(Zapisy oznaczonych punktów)
○ ○ ○ ○ ○
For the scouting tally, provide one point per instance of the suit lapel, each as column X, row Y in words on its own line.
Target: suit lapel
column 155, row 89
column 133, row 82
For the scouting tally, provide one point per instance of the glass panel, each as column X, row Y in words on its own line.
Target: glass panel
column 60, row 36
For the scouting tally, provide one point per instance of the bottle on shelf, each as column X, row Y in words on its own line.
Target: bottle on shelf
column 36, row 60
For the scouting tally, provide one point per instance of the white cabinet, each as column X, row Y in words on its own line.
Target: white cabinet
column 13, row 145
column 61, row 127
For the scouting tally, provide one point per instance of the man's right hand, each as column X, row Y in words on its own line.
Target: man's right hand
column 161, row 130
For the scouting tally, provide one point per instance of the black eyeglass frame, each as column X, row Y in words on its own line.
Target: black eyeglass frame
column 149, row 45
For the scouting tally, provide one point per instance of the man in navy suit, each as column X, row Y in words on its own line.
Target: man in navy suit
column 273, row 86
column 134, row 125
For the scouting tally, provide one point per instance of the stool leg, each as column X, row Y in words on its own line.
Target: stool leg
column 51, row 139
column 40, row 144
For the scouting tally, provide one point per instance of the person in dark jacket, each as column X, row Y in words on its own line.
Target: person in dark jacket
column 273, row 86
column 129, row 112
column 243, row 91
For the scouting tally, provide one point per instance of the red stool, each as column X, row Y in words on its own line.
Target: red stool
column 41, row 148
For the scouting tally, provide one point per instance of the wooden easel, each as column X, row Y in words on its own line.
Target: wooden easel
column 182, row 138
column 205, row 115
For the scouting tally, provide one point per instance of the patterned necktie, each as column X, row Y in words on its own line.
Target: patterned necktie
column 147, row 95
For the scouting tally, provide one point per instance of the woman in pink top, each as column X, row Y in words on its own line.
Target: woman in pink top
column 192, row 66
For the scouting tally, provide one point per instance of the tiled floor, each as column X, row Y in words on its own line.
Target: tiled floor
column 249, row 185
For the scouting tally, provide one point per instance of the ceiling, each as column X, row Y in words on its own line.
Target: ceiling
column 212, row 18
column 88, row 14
○ ○ ○ ○ ○
Cel zadania
Proszę przepisać wiersze od wiersza zawierającego „navy suit, each” do wiersza zawierającego „column 40, row 144” włącznie, zastępując „stool leg” wyrażeniem „chair leg”. Pozostała treść ma pozostać bez zmian.

Wykonane zadanie
For the scouting tally, provide one point per instance of the man in navy suit, each as column X, row Y in words on its own line.
Target: man in navy suit
column 273, row 86
column 134, row 125
For the scouting tally, provide one point per instance of the chair leg, each as column X, row Y in words on its own line.
Target: chair leg
column 51, row 139
column 40, row 144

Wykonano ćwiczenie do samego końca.